* _RECORDS FOR THE TASK_
● ● ● ●

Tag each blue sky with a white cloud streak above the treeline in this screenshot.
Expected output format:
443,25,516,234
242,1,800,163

● ● ● ●

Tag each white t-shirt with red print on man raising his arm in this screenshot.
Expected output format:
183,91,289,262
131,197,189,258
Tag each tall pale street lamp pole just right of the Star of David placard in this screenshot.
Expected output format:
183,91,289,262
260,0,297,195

● ● ● ●

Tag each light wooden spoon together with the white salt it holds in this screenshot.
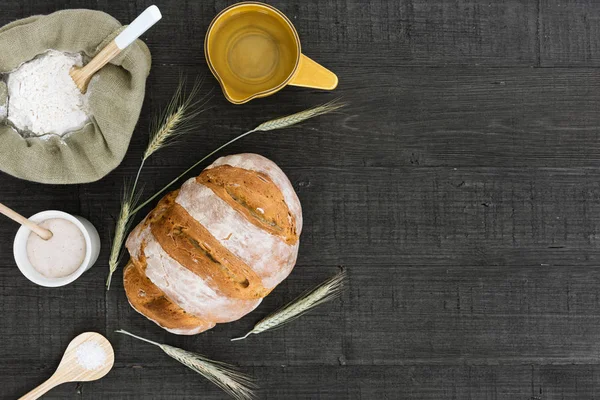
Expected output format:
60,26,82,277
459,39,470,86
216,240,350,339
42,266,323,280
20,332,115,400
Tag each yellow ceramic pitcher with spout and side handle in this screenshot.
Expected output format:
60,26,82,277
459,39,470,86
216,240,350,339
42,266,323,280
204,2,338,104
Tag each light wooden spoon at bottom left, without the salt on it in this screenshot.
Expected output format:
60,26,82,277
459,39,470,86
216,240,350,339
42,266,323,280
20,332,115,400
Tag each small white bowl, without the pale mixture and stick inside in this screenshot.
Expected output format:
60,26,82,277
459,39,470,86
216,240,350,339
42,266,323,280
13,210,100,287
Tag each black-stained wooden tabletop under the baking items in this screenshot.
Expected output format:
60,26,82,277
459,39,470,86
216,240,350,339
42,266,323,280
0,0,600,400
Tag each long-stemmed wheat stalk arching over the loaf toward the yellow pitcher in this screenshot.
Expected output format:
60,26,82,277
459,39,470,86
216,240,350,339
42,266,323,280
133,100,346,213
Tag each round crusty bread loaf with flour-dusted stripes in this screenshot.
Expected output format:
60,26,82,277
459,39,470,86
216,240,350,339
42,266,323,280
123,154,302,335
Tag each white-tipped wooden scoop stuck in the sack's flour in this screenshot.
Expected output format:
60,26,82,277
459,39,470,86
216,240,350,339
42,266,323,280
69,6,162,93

● ● ● ●

* _PROBLEM STATEMENT_
Copy all lines from the material that hold "salt".

* _EXERCISE SOLUTION_
Tag each light wooden spoon together with the white salt it holds in this screenshot.
Tag each light wooden spoon at bottom left, without the salt on it in this screenshot.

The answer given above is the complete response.